> Action item
The answer is a single number: the count of lines in the records below that contain the word "fuselage".

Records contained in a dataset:
# # #
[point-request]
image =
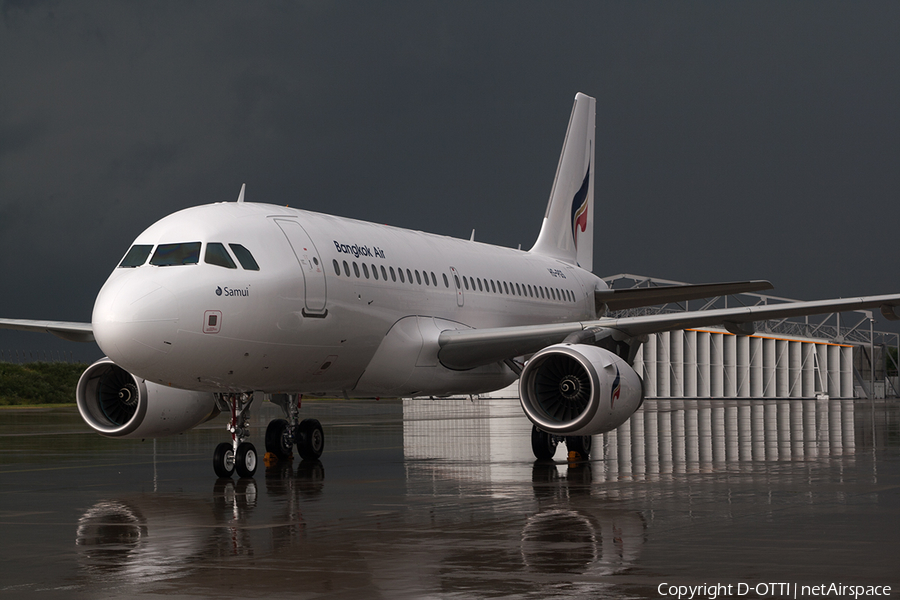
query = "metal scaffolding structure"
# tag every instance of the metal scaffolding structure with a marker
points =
(838, 354)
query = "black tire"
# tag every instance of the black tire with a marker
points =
(580, 444)
(223, 460)
(542, 444)
(245, 460)
(279, 440)
(310, 439)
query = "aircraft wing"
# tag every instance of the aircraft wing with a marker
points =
(67, 330)
(468, 348)
(635, 297)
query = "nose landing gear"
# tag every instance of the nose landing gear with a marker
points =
(239, 455)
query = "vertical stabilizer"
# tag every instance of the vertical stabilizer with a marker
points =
(568, 229)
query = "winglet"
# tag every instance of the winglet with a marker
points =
(567, 232)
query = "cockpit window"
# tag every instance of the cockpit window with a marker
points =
(216, 254)
(137, 255)
(168, 255)
(244, 257)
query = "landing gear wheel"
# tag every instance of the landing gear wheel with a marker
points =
(245, 460)
(223, 460)
(279, 440)
(580, 444)
(310, 439)
(542, 444)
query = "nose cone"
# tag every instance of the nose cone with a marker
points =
(135, 320)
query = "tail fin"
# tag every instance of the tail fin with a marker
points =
(568, 229)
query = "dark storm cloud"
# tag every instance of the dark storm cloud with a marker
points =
(740, 139)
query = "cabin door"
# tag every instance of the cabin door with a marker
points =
(310, 265)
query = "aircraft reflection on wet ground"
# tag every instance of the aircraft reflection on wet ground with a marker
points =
(422, 498)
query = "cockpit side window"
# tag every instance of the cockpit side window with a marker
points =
(216, 254)
(168, 255)
(244, 257)
(136, 256)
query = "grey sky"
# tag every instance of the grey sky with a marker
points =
(735, 140)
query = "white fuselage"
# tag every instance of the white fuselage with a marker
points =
(338, 306)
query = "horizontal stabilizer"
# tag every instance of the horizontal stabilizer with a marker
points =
(67, 330)
(636, 297)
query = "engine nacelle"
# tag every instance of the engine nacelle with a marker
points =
(115, 403)
(576, 389)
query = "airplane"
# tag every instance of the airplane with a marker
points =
(213, 303)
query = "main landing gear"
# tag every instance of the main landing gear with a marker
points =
(544, 444)
(238, 455)
(281, 435)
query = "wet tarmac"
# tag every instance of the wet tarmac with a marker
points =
(442, 499)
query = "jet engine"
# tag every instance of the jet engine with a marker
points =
(577, 389)
(115, 403)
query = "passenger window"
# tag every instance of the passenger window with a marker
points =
(168, 255)
(136, 256)
(216, 254)
(244, 257)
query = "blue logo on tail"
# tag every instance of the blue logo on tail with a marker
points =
(580, 207)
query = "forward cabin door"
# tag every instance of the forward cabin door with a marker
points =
(310, 265)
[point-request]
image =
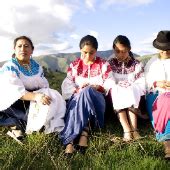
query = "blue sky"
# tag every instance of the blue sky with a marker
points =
(58, 25)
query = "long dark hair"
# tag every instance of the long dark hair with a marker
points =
(25, 38)
(124, 41)
(88, 40)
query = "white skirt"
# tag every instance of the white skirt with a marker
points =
(50, 116)
(124, 97)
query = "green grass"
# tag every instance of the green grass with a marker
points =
(46, 151)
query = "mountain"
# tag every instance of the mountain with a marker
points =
(59, 62)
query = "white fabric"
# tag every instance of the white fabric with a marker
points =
(14, 84)
(51, 116)
(124, 97)
(128, 90)
(157, 69)
(68, 86)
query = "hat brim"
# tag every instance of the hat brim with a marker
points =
(161, 46)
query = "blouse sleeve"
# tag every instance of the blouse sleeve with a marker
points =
(139, 82)
(108, 78)
(11, 87)
(68, 85)
(150, 74)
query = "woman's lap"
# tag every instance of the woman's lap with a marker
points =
(150, 98)
(81, 108)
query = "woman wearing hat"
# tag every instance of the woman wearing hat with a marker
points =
(157, 73)
(27, 103)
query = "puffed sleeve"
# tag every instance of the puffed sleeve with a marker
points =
(11, 87)
(108, 77)
(68, 85)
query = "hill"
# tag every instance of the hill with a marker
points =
(59, 62)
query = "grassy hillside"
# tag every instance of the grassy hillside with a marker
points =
(46, 151)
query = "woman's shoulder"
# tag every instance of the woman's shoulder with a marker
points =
(152, 61)
(8, 64)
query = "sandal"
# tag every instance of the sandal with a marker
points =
(136, 135)
(82, 145)
(127, 136)
(17, 135)
(69, 150)
(167, 149)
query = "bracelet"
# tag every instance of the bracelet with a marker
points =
(154, 84)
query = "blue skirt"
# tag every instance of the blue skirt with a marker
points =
(83, 107)
(150, 98)
(15, 115)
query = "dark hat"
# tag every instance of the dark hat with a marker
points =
(162, 41)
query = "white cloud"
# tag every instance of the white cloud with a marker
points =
(94, 33)
(129, 2)
(90, 4)
(42, 21)
(75, 36)
(145, 46)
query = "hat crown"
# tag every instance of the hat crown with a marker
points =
(163, 37)
(162, 41)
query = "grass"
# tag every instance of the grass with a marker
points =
(46, 151)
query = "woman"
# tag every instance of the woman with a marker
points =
(157, 72)
(22, 83)
(88, 78)
(130, 86)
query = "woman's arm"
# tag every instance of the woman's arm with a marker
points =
(38, 97)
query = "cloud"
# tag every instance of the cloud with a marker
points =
(90, 4)
(75, 36)
(94, 33)
(145, 46)
(42, 21)
(129, 2)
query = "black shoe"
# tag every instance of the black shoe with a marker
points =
(81, 149)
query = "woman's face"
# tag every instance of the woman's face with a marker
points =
(88, 53)
(23, 50)
(121, 52)
(164, 54)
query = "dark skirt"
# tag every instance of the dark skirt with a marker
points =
(82, 108)
(15, 115)
(165, 135)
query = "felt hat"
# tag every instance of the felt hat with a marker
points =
(162, 41)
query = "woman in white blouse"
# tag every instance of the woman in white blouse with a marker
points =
(130, 86)
(157, 73)
(26, 101)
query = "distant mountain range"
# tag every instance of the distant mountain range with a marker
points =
(60, 61)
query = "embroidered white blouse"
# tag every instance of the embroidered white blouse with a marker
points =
(79, 74)
(157, 69)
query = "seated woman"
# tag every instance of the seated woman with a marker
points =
(157, 72)
(22, 83)
(130, 86)
(88, 78)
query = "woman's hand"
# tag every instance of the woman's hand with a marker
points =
(161, 84)
(98, 88)
(42, 98)
(124, 83)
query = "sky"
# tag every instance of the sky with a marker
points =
(57, 26)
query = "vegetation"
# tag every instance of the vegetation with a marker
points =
(46, 151)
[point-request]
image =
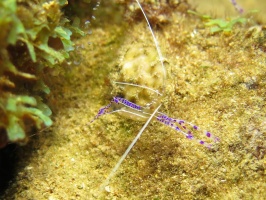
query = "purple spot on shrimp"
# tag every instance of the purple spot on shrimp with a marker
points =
(189, 136)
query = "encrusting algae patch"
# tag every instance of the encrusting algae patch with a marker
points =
(217, 81)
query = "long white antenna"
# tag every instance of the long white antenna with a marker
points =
(156, 43)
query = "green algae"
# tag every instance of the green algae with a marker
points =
(73, 158)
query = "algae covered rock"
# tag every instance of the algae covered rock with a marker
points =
(34, 37)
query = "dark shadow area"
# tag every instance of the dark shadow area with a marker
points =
(8, 160)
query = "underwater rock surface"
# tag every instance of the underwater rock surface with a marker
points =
(216, 81)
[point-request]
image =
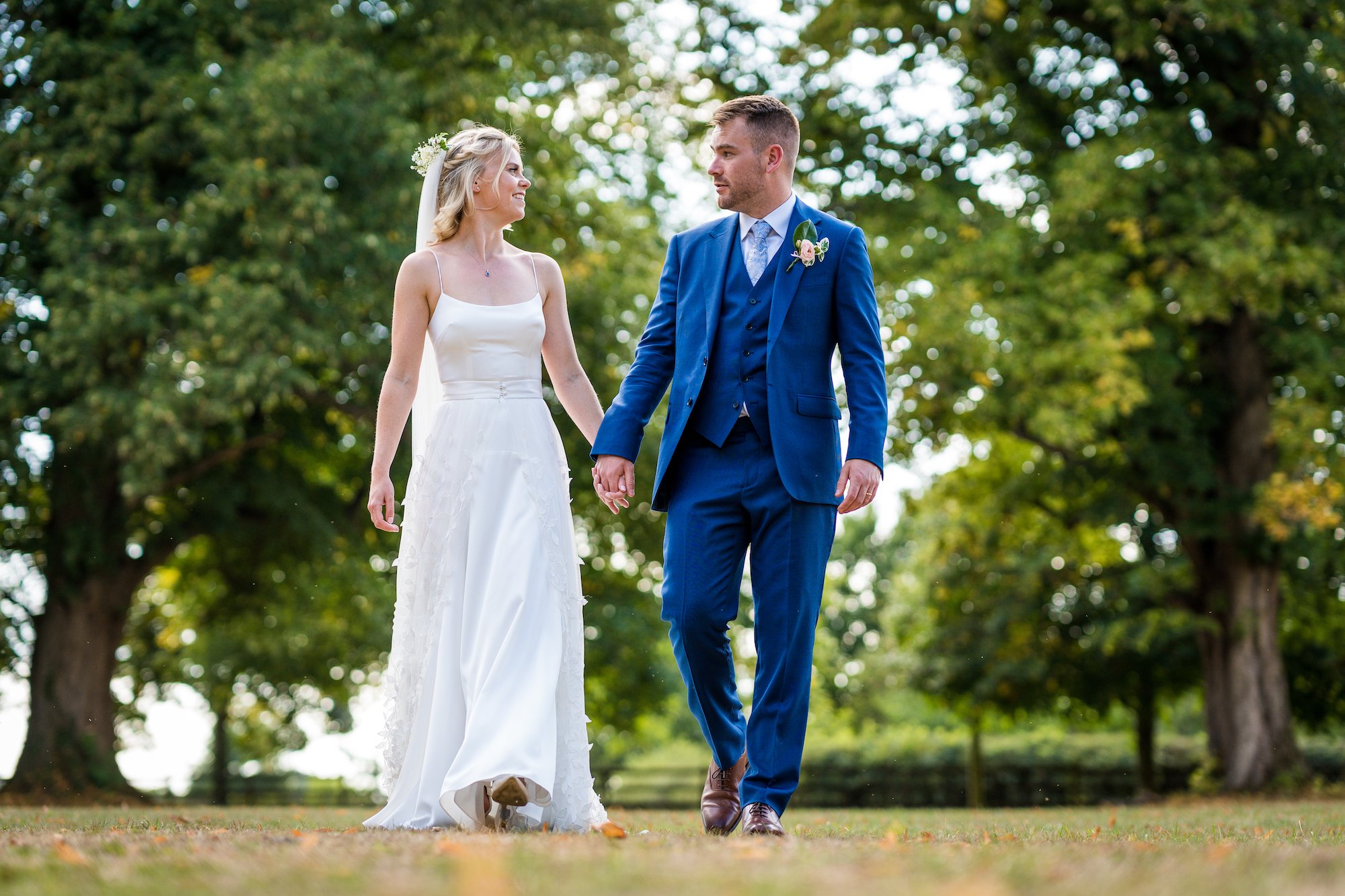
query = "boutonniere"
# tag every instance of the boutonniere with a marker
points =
# # #
> Reply
2